### Aufgabenübersicht
1/ Schreiben Sie die Stelle im Textauszug über Theoriefeindlichkeit von „oder sollte ich“ bis „Orientierung zu heißen.“ wortgetreu ab.
2/ Was tun die drei Studentinnen laut dem Textauszug über Theoriefeindlichkeit im Seminar? Nennen Sie alle genannten Handlungen.
3/ Fassen Sie den Textauszug über Theoriefeindlichkeit in zwei Sätzen zusammen.

### Textauszug
------------

Theoriefeindlichkeit -

oder sollte ich lieber „Theorieangst“ sagen?! Montagabend: Seminar. Drei Studentinnen referieren. Sie haben einige Mühen, halten sich sklavisch am Text bis zu dem Punkt, an welchem im Text das theoretische Fundament dargelegt wird. Diese Passage übergehen sie kommentarlos. Auf meine Rückfrage, warum sie dies aussparen, bekomme ich zur Antwort: Das hätten sie nicht verstanden, deshalb lassen sie es einfach weg. Mein Hinweis, dass ein Seminar der Ort sei, Unverstandenes zu artikulieren und zu klären, wird mit Achselzucken kommentiert. Ich weiß nicht, wie es anderen ergeht, aber mein Eindruck in den letzten Jahren hat sich verfestigt: an Grundlagen und Grundfragen denkend zu arbeiten, wird von vielen als Zumutung empfunden. Was doch aber nichts anderes heißt, als dass Perspektiven gar nicht wahrgenommen werden wollen. Perspektivlosigkeit scheint die neue Orientierung zu heißen.

------------

### Datensätze
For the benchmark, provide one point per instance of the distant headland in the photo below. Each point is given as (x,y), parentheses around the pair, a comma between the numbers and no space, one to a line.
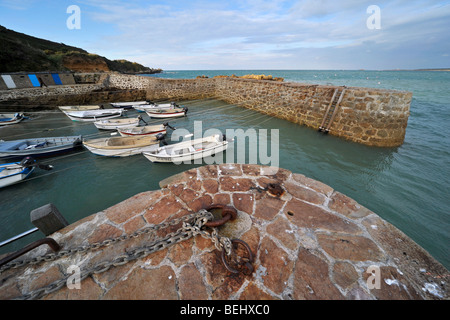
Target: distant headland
(23,53)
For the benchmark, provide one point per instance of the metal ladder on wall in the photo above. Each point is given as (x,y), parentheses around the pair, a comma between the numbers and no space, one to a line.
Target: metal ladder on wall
(332,110)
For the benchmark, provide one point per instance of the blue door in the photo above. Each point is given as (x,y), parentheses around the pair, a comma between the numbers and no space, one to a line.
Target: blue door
(56,78)
(34,80)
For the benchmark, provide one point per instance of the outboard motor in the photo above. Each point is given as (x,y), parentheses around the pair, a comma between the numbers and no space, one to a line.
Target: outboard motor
(27,162)
(166,124)
(47,167)
(141,119)
(160,137)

------------

### Lösungen
1/
oder sollte ich lieber „Theorieangst“ sagen?! Montagabend: Seminar. Drei Studentinnen referieren. Sie haben einige Mühen, halten sich sklavisch am Text bis zu dem Punkt, an welchem im Text das theoretische Fundament dargelegt wird. Diese Passage übergehen sie kommentarlos. Auf meine Rückfrage, warum sie dies aussparen, bekomme ich zur Antwort: Das hätten sie nicht verstanden, deshalb lassen sie es einfach weg. Mein Hinweis, dass ein Seminar der Ort sei, Unverstandenes zu artikulieren und zu klären, wird mit Achselzucken kommentiert. Ich weiß nicht, wie es anderen ergeht, aber mein Eindruck in den letzten Jahren hat sich verfestigt: an Grundlagen und Grundfragen denkend zu arbeiten, wird von vielen als Zumutung empfunden. Was doch aber nichts anderes heißt, als dass Perspektiven gar nicht wahrgenommen werden wollen. Perspektivlosigkeit scheint die neue Orientierung zu heißen.

2/
- Sie referieren.
- Sie halten sich sklavisch an den Text.
- Sie übergehen die Passage zum theoretischen Fundament kommentarlos.
- Sie antworten auf die Rückfrage, sie hätten die Passage nicht verstanden und ließen sie deshalb weg.
- Sie kommentieren den Hinweis, ein Seminar sei der Ort zur Klärung von Unverstandenem, mit Achselzucken.

3/ In einem Seminar übergehen drei referierende Studentinnen die Passage zum theoretischen Fundament, weil sie sie nicht verstanden haben, und reagieren auf den Hinweis, ein Seminar sei zum Klären von Unverstandenem da, nur mit Achselzucken. Daran knüpft sich der über Jahre verfestigte Eindruck, dass viele das denkende Arbeiten an Grundlagen und Grundfragen als Zumutung empfinden und Perspektivlosigkeit die neue Orientierung zu sein scheint.